**Set task 1**: Find every line in the records that contains the word "flower" and copy each of those lines.

**Passage provided**:
==============================

These notes were written while preparing for my AWS solution architect exam and are collected from different sources and AWS documentation. Primarily, they’re notes for me, but you might find them useful too.
Since the AWS is changing quickly, it’s possible that some of these notes may be out of date, so please take that into consideration if you are reading them.
Please let me know in the comments if you have any updates which you’d like me to add.
Elastic Load Balancing
- ELB service allows you to distribute incoming layer 4 or layer 7 traffic across a group of targets such as EC2 instances, containers, and IP addresses in one or more AZs. This enables you to achieve high availability.
- The elasticity of the ELB allows application load balancing scale up/down automatically. (Cost efficient)
- Before a client sends a request to your ELB, it resolves its domain name using a DNS.
- When you are creating your ELB, you need to specify whether you want an Internet-facing load balancer or an internal load balancer.
- Nodes of internal load balancer have only private IP addresses.
- Nodes of Internet-facing load balancer have public IP addresses and the DNS name is publicly available.
- Target instances do not need public IP addresses behind a load balancer. This is because load balancer uses private IP addresses of the targets.
- ELB seamlessly integrates with the Auto Scaling service to auto scale EC2 instances behind the load balancer.

==============================

**Records supplied**:
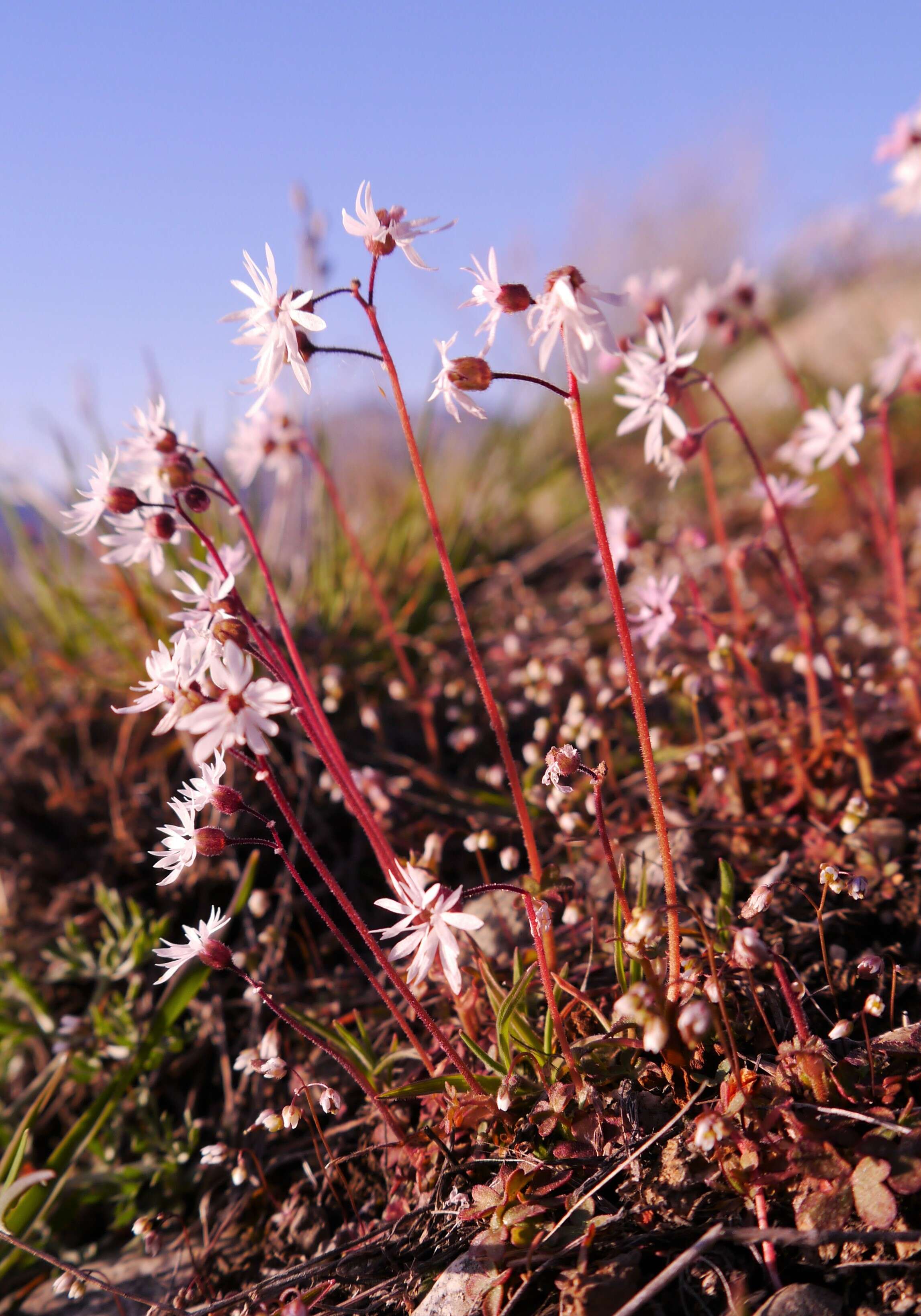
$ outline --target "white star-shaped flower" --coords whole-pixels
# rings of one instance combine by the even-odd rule
[[[422,869],[412,865],[397,865],[397,871],[391,873],[391,882],[399,900],[384,898],[375,900],[382,909],[400,916],[392,928],[378,928],[384,941],[407,933],[401,941],[391,949],[389,959],[405,959],[412,955],[412,963],[407,973],[407,982],[412,987],[424,982],[436,962],[441,961],[441,967],[453,992],[459,992],[462,987],[460,967],[458,958],[460,948],[451,928],[460,928],[463,932],[476,932],[483,926],[483,920],[472,913],[459,913],[454,905],[463,895],[463,887],[457,887],[450,894],[443,894],[443,887],[438,882],[424,886],[428,874]]]
[[[309,393],[311,375],[297,342],[297,330],[314,333],[318,329],[325,329],[326,321],[305,309],[313,299],[313,291],[296,292],[289,288],[283,296],[279,296],[275,257],[267,242],[264,274],[247,251],[243,251],[243,263],[255,287],[250,287],[239,279],[232,279],[230,283],[245,297],[249,297],[253,305],[245,311],[233,311],[222,318],[225,321],[242,320],[243,332],[233,341],[257,349],[253,386],[259,396],[246,413],[253,416],[262,407],[268,390],[282,374],[286,363],[291,366],[295,379],[304,392]]]
[[[417,270],[432,270],[418,254],[413,242],[416,238],[429,237],[432,233],[443,233],[458,221],[450,220],[438,225],[437,229],[426,229],[424,225],[434,224],[437,215],[429,215],[424,220],[407,220],[405,209],[401,205],[392,205],[389,211],[376,211],[371,197],[371,184],[362,180],[355,197],[355,215],[342,208],[342,226],[346,233],[355,238],[362,238],[364,246],[374,257],[389,255],[393,247],[400,247],[407,261]]]
[[[217,749],[249,745],[254,754],[267,754],[267,736],[278,736],[272,717],[291,707],[291,690],[268,676],[253,679],[253,659],[228,640],[221,658],[211,661],[211,679],[220,686],[220,699],[201,704],[176,724],[180,730],[200,736],[195,746],[196,763],[204,763]]]
[[[588,383],[588,357],[593,347],[616,355],[617,341],[604,318],[599,301],[618,307],[624,296],[601,292],[585,283],[575,266],[554,270],[547,276],[547,288],[528,312],[532,346],[543,338],[538,350],[538,363],[546,371],[557,340],[563,337],[563,349],[570,370],[580,383]]]
[[[221,917],[221,911],[212,905],[211,915],[208,919],[201,919],[197,928],[183,925],[183,932],[186,933],[184,944],[175,944],[167,941],[166,937],[162,937],[161,941],[163,942],[163,946],[158,946],[157,950],[154,950],[154,954],[161,958],[161,963],[158,966],[159,969],[166,966],[168,967],[166,967],[162,976],[155,980],[154,986],[157,987],[161,983],[167,982],[192,959],[204,959],[205,963],[208,963],[209,959],[207,957],[211,955],[213,958],[214,954],[214,933],[220,932],[221,928],[226,928],[229,923],[230,915]],[[216,945],[218,950],[226,950],[222,942],[217,942]]]

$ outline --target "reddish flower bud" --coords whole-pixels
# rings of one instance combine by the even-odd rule
[[[171,490],[184,490],[192,483],[192,463],[184,453],[170,454],[158,471]]]
[[[233,786],[216,786],[211,794],[211,803],[221,813],[239,813],[243,796],[239,791],[234,791]]]
[[[209,969],[229,969],[233,963],[230,948],[225,946],[222,941],[214,941],[213,937],[208,937],[201,942],[199,959],[203,965],[208,965]]]
[[[176,533],[175,517],[168,512],[158,512],[147,521],[147,533],[153,534],[155,540],[163,540],[164,544],[168,544]]]
[[[245,649],[250,642],[249,626],[245,621],[241,621],[239,617],[218,617],[211,628],[211,633],[214,640],[220,640],[222,645],[225,645],[228,640],[233,640],[239,649]]]
[[[236,792],[234,792],[236,794]],[[195,849],[212,859],[228,848],[228,838],[220,826],[200,826],[195,833]]]
[[[482,393],[492,383],[492,371],[482,357],[457,357],[451,361],[447,378],[455,388]]]
[[[524,283],[503,283],[496,303],[507,315],[514,315],[516,311],[526,311],[528,307],[533,307],[534,299]]]
[[[176,438],[175,432],[171,429],[164,429],[163,436],[158,438],[157,442],[154,443],[154,449],[158,453],[175,453],[178,446],[179,446],[179,440]]]
[[[189,484],[183,497],[189,512],[207,512],[211,507],[211,494],[208,490],[203,490],[200,484]]]
[[[117,516],[128,516],[129,512],[134,512],[141,505],[141,499],[134,490],[116,484],[105,495],[105,505],[109,512],[114,512]]]

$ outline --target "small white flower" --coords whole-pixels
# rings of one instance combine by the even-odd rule
[[[196,813],[211,804],[214,787],[221,784],[221,778],[226,770],[224,754],[218,749],[212,763],[201,765],[201,776],[193,776],[180,786],[179,794],[186,797],[186,803]]]
[[[462,987],[460,967],[458,958],[460,948],[451,928],[460,928],[464,932],[476,932],[483,926],[483,920],[472,913],[460,913],[454,909],[463,895],[463,887],[455,887],[450,895],[442,894],[445,888],[439,882],[424,886],[428,873],[414,869],[412,865],[403,867],[397,865],[396,873],[391,873],[391,882],[399,896],[391,900],[375,900],[382,909],[400,915],[392,928],[378,928],[384,941],[407,933],[389,951],[389,959],[405,959],[413,955],[407,973],[407,982],[412,987],[424,982],[432,969],[436,957],[441,959],[441,967],[453,992],[459,992]]]
[[[857,466],[857,445],[863,438],[862,400],[863,384],[854,384],[843,397],[830,388],[828,407],[813,407],[804,415],[800,429],[778,449],[778,458],[801,475],[809,475],[814,466],[826,471],[842,457],[849,466]]]
[[[424,225],[434,224],[437,215],[429,215],[424,220],[407,220],[405,209],[393,205],[389,211],[376,211],[371,197],[371,184],[362,182],[355,197],[355,216],[342,208],[342,226],[346,233],[355,238],[362,238],[367,250],[375,255],[389,255],[395,246],[400,247],[407,261],[417,270],[432,270],[418,254],[413,242],[416,238],[428,237],[432,233],[443,233],[458,221],[450,220],[437,229],[426,229]]]
[[[159,983],[167,982],[167,979],[172,978],[174,974],[179,973],[183,965],[189,963],[192,959],[203,958],[207,963],[208,959],[205,957],[211,951],[212,942],[220,948],[220,950],[226,950],[222,942],[214,942],[214,933],[220,932],[221,928],[226,928],[229,923],[230,916],[226,915],[226,917],[221,917],[221,911],[212,905],[211,915],[208,919],[201,919],[197,928],[189,928],[186,924],[183,925],[186,942],[174,944],[167,941],[166,937],[162,937],[161,941],[163,942],[163,946],[158,946],[157,950],[154,950],[154,954],[161,958],[161,969],[164,966],[168,967],[166,967],[166,971],[157,979],[154,986],[157,987]]]
[[[163,545],[179,544],[180,530],[184,529],[174,522],[172,533],[167,533],[163,538],[164,516],[166,513],[143,517],[139,512],[120,517],[107,516],[105,520],[114,526],[114,534],[100,534],[99,542],[109,550],[101,561],[107,566],[122,567],[146,562],[150,574],[159,575],[166,566]]]
[[[271,471],[279,484],[288,484],[304,468],[305,438],[282,393],[270,388],[251,418],[237,425],[226,451],[228,466],[243,488],[259,470]]]
[[[266,242],[266,272],[243,251],[243,263],[255,287],[232,279],[233,287],[253,303],[247,311],[233,311],[224,316],[228,320],[242,320],[243,332],[233,341],[257,349],[257,362],[253,386],[259,393],[247,416],[259,411],[270,388],[282,374],[286,362],[291,366],[295,379],[305,393],[311,391],[311,375],[297,343],[297,330],[314,333],[326,328],[326,321],[305,308],[311,304],[313,291],[297,292],[291,288],[283,296],[278,291],[275,257]]]
[[[889,397],[909,375],[921,378],[921,338],[903,325],[891,338],[885,354],[871,366],[870,375],[884,397]]]
[[[291,690],[268,676],[253,679],[253,659],[228,640],[222,658],[212,658],[211,679],[222,695],[186,713],[176,724],[201,740],[195,746],[195,762],[204,763],[217,749],[249,745],[254,754],[267,754],[266,736],[278,736],[272,717],[291,707]]]
[[[64,534],[88,534],[95,529],[100,516],[112,511],[109,494],[117,465],[117,453],[114,461],[111,461],[105,453],[96,458],[95,466],[89,468],[89,488],[76,491],[83,501],[75,503],[70,512],[64,512],[67,520],[74,522],[64,530]]]
[[[453,416],[458,422],[460,420],[458,405],[463,407],[463,409],[470,412],[471,416],[476,416],[478,420],[485,420],[487,417],[483,408],[476,405],[466,390],[458,388],[457,380],[458,378],[462,378],[458,371],[458,363],[447,355],[450,349],[454,346],[455,340],[455,333],[451,334],[447,342],[439,342],[436,338],[436,347],[441,355],[441,370],[433,379],[436,387],[429,396],[429,401],[434,401],[436,397],[442,397],[449,416]]]
[[[639,607],[632,615],[630,622],[650,650],[662,644],[678,620],[671,600],[679,583],[679,575],[662,576],[659,580],[655,576],[647,576],[635,591]]]
[[[149,680],[142,680],[132,690],[142,691],[138,699],[128,708],[113,708],[114,713],[145,713],[150,708],[159,708],[166,704],[167,709],[154,726],[154,736],[163,736],[171,730],[183,713],[189,711],[188,694],[195,682],[204,671],[205,642],[189,637],[179,636],[172,653],[159,641],[157,649],[146,658]],[[195,696],[197,700],[200,696]]]
[[[680,278],[682,271],[675,266],[653,270],[650,274],[632,274],[624,279],[624,292],[642,316],[658,320],[668,303],[668,293],[674,292]]]
[[[628,534],[629,524],[630,512],[625,507],[609,507],[604,513],[604,529],[608,536],[608,547],[610,549],[610,557],[613,558],[616,567],[618,567],[621,562],[626,562],[630,557],[630,540]]]
[[[179,824],[167,822],[166,826],[157,828],[163,833],[161,845],[166,846],[166,853],[150,850],[150,854],[157,855],[154,867],[166,869],[168,873],[168,876],[157,883],[159,887],[178,882],[183,869],[189,869],[199,857],[195,844],[195,809],[184,800],[170,800],[170,808],[179,819]]]
[[[625,370],[617,380],[624,392],[616,393],[614,401],[630,412],[617,426],[617,433],[632,434],[645,428],[645,458],[659,467],[666,461],[663,426],[676,440],[684,438],[688,432],[670,403],[668,379],[697,359],[695,350],[683,350],[688,346],[691,329],[688,321],[675,329],[666,307],[658,324],[647,324],[645,342],[634,343],[626,353]]]
[[[588,383],[587,353],[597,347],[610,355],[617,354],[617,341],[601,313],[599,301],[618,307],[624,297],[617,292],[601,292],[593,284],[585,283],[582,274],[571,265],[554,270],[547,276],[546,291],[528,312],[532,346],[538,338],[543,338],[537,358],[542,371],[547,368],[560,332],[567,365],[583,384]]]
[[[793,479],[789,475],[768,475],[767,488],[774,495],[778,507],[807,507],[818,490],[817,484],[807,484],[803,479]],[[753,480],[749,491],[751,497],[763,503],[762,512],[774,516],[774,507],[767,496],[764,482]]]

==============================

**Set task 2**: According to the notes on Elastic Load Balancing, what kind of IP addresses do the nodes of an internal load balancer have?

**Full response 1**:
$ outline --target "white star-shaped flower" --coords whole-pixels
$ outline --target "reddish flower bud" --coords whole-pixels
$ outline --target "small white flower" --coords whole-pixels

**Full response 2**: Only private IP addresses.